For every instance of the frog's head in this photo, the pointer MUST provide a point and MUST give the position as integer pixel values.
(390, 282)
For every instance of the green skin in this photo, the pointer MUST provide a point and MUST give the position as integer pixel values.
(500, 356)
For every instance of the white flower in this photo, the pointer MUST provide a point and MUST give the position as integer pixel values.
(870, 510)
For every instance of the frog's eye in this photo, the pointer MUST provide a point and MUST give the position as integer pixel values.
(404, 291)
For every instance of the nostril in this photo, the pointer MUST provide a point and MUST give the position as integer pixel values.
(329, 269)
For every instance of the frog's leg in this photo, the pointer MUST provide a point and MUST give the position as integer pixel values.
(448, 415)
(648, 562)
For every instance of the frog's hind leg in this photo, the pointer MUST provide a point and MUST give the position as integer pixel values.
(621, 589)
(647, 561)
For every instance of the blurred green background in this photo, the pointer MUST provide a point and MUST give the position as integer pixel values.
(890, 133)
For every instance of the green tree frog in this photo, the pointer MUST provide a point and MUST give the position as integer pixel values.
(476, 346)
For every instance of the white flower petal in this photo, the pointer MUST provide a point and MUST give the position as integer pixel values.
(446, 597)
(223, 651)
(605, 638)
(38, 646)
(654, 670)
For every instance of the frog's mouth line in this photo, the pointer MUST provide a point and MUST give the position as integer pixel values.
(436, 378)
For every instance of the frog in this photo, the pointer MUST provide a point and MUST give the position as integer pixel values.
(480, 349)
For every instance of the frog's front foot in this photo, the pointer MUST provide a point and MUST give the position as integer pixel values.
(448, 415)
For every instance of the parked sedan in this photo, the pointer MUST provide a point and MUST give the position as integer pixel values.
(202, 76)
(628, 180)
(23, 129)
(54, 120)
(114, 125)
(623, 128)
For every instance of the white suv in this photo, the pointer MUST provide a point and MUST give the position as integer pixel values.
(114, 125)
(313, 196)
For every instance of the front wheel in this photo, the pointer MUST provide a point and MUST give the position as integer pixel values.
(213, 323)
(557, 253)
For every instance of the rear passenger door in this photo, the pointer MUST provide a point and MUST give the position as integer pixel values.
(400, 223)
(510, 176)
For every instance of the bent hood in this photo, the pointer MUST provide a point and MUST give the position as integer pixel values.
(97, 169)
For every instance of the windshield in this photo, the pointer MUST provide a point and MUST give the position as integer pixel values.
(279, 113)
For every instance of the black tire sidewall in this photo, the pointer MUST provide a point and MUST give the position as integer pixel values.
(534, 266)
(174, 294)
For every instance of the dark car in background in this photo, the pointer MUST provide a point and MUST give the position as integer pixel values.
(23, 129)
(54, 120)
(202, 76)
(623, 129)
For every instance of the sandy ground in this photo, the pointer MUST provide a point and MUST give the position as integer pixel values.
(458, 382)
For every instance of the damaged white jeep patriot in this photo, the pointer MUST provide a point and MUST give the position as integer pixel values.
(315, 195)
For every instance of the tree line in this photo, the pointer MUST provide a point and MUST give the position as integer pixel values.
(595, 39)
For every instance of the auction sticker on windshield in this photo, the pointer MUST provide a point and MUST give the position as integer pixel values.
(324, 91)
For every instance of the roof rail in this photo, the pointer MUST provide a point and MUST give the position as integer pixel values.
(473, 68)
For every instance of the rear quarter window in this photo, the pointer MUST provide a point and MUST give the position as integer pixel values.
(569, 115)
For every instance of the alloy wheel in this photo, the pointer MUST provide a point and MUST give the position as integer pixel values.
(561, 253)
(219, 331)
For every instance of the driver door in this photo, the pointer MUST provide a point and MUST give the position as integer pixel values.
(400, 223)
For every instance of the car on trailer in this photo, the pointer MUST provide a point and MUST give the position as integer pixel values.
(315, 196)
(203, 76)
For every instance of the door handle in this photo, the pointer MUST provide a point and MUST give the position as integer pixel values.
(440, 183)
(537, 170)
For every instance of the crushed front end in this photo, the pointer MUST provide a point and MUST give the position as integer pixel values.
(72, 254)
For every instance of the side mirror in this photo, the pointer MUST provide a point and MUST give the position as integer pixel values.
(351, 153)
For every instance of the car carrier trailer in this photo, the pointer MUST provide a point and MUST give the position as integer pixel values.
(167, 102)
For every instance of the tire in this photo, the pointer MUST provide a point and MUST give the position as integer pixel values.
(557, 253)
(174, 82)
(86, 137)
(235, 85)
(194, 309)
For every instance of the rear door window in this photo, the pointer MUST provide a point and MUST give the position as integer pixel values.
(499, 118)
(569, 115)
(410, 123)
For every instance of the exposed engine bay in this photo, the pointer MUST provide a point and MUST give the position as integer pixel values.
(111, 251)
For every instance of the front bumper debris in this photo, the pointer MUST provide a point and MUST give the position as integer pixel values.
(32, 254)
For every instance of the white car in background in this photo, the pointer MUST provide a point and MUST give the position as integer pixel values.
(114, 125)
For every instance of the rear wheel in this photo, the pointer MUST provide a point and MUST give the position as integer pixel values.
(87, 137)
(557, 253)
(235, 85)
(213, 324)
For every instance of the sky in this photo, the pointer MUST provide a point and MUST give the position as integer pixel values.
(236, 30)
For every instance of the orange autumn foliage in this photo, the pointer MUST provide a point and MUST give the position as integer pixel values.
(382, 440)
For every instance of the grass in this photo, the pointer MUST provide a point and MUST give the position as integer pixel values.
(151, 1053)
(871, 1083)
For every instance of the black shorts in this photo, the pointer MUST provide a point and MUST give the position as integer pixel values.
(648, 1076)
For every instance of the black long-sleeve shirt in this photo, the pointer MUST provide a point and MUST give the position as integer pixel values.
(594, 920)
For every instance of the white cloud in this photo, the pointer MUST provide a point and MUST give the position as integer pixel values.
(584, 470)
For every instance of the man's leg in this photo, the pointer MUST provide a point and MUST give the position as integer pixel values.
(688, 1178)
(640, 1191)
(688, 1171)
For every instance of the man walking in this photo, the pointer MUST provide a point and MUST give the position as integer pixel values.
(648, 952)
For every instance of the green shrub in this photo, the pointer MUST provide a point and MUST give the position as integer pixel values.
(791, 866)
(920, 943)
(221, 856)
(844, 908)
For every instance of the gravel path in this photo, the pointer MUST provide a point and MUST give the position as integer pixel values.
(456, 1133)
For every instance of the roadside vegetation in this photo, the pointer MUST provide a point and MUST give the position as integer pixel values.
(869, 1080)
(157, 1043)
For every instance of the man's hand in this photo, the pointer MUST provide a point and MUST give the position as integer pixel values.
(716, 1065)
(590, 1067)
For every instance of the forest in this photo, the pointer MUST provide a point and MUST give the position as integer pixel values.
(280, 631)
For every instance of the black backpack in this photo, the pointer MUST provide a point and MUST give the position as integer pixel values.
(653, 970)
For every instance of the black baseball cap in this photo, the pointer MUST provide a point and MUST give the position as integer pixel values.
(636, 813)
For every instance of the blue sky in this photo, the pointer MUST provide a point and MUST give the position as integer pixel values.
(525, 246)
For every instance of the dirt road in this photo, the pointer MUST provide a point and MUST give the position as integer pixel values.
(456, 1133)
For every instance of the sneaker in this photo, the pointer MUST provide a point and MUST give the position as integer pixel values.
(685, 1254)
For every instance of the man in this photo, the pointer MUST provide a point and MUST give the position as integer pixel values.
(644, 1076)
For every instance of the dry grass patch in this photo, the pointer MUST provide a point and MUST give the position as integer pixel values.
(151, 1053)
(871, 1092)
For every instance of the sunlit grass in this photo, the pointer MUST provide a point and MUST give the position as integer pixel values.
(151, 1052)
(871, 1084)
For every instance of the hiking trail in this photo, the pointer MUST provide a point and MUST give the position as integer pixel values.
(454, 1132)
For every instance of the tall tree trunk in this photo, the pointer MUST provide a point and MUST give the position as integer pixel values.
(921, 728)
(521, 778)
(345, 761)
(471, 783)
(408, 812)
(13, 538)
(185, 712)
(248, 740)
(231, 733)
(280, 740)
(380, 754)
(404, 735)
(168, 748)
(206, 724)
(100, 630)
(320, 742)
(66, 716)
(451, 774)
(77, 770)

TASK REQUIREMENTS
Reproduce the lines from the one containing "For every instance of the blue" to the end of the entries, keeping both ends and adding nothing.

RIGHT ANSWER
For every instance of the blue sky in this photo, the pointer MUST provide a point and MUST give the position as integer pixel values.
(525, 246)
For every instance of the dirt road in this photo, the pointer MUST provide a point and MUST give the position as integer pixel values.
(456, 1133)
For every instance of the sneaker in this photo, the pointer MUST provide a point and MUST give the position as integer pixel values.
(685, 1254)
For every instance of the man in this photo, the pointer MUST provide a point and MUST give the position as integer pixel values.
(644, 1076)
For every instance of the dry grass patch in this photo, the pointer MUST provide a point and MUST give the position as integer pixel values.
(151, 1053)
(871, 1092)
For every instance of the sunlit grass in this photo, the pointer MUST provide a point and MUST give the position as integer pixel values.
(151, 1052)
(871, 1084)
For every instance of the hiking trail in this photo, the pointer MUST provide a point and MUST give the position as integer pixel values.
(454, 1132)
For every instance of the tall tree trunk in this photo, the pointer MUST provide a point and MUST give the position as integer pixel values.
(921, 728)
(521, 778)
(345, 761)
(471, 783)
(408, 812)
(13, 538)
(185, 712)
(248, 740)
(231, 733)
(280, 740)
(380, 754)
(404, 735)
(168, 748)
(206, 724)
(100, 630)
(320, 742)
(66, 716)
(451, 774)
(77, 770)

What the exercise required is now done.